=== What to work on ===
Update the Ralph Hodges biography from "Hodges retired from" up to and including "shows on KTLA.", putting "corporal" in place of "sergeant".

=== Provided text ===
★ ★ ★

Ralph Stirling Hodges (January 13, 1929 – June 8, 2014) was an American film actor. He was best known for playing Jerry in the 1947 serial film The Sea Hound.

== Life and career ==
Hodges was born in San Bernardino, California. His father was a real estate salesman. He began his screen career in the late 1930s, appearing in the Our Gang shorts. In 1940, he appeared in the film Young People, and in 1941, he appeared in two Our Gang shorts.

Later in his career, in 1947, Hodges starred as Jerry in the serial film The Sea Hound, starring along with Buster Crabbe, Jimmy Lloyd, Pamela Blake and Spencer Chan, and in 1949, he starred as Frank Farrell, the young rancher in the serial film Bruce Gentry – Daredevil of the Skies, starring along with Tom Neal, Judy Clark, Forrest Taylor, Hugh Prosser and Tris Coffin. He appeared in films such as Two Tickets to Broadway, Two-Dollar Bettor, Stars in My Crown, A Yank in Korea, Mysterious Island (as Herbert Brown), Heading for Heaven and Cheaper by the Dozen.

Hodges retired from acting in 1951, last appearing in the film A Millionaire for Christy. After retiring from acting, he served as a sergeant in the United States Air Force, and worked as a producer of The LeGarde Twins's shows on KTLA.

== Death ==
Hodges died on June 8, 2014, at his home in Big Bear Lake, California, at the age of 85.

★ ★ ★

=== Entries supplied ===
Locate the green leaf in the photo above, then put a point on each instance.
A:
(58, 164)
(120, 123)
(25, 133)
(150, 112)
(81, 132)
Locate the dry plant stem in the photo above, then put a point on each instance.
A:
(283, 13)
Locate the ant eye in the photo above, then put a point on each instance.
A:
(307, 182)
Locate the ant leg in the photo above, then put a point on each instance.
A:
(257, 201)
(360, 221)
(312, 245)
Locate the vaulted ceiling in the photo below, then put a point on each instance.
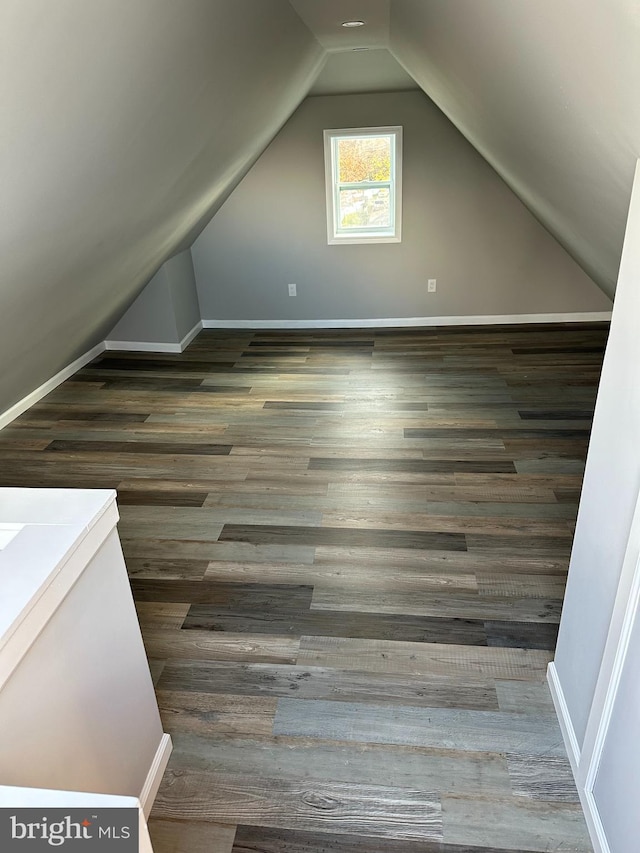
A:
(126, 123)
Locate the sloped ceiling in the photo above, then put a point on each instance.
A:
(548, 92)
(124, 125)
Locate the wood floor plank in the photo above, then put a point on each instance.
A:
(356, 534)
(169, 836)
(280, 534)
(209, 714)
(383, 626)
(375, 764)
(324, 683)
(207, 645)
(456, 729)
(528, 825)
(542, 777)
(424, 658)
(253, 839)
(456, 603)
(366, 810)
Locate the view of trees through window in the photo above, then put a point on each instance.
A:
(364, 159)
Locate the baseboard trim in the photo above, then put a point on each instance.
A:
(587, 800)
(184, 343)
(141, 346)
(396, 322)
(564, 718)
(154, 346)
(34, 397)
(154, 776)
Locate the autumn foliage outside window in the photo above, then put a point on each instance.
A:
(363, 184)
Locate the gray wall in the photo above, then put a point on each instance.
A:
(166, 310)
(123, 127)
(461, 225)
(151, 317)
(610, 490)
(547, 91)
(184, 295)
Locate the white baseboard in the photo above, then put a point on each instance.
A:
(141, 346)
(564, 718)
(184, 343)
(34, 397)
(154, 346)
(587, 800)
(154, 776)
(393, 322)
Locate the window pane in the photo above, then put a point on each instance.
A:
(366, 159)
(368, 208)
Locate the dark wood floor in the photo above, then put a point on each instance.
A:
(348, 551)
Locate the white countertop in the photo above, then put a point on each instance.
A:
(39, 531)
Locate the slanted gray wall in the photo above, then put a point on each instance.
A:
(461, 225)
(166, 310)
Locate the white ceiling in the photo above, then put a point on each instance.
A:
(362, 71)
(548, 92)
(323, 17)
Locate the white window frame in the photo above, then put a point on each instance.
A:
(338, 237)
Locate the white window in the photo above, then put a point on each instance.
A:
(363, 172)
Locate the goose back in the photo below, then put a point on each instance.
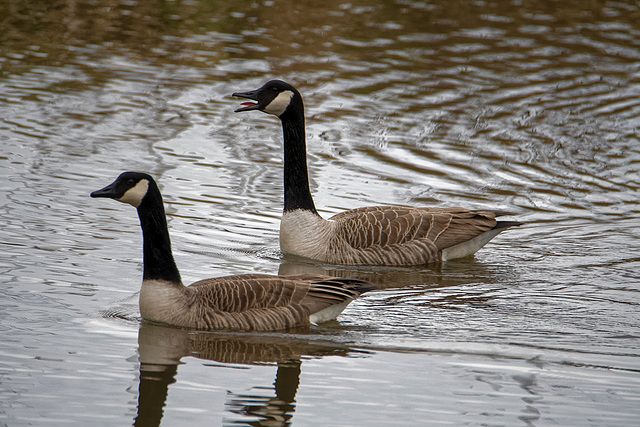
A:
(388, 235)
(250, 302)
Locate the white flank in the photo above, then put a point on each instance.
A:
(304, 233)
(329, 313)
(160, 301)
(279, 103)
(469, 247)
(134, 195)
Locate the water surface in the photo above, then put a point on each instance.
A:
(527, 107)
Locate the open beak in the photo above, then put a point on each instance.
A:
(248, 106)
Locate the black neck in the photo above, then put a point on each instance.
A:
(158, 262)
(296, 178)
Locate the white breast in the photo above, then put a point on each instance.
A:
(306, 234)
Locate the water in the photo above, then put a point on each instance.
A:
(528, 107)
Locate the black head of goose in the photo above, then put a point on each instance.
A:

★ ★ ★

=== Answer for the task ===
Hodges retired from acting in 1951, last appearing in the film A Millionaire for Christy. After retiring from acting, he served as a corporal in the United States Air Force, and worked as a producer of The LeGarde Twins's shows on KTLA.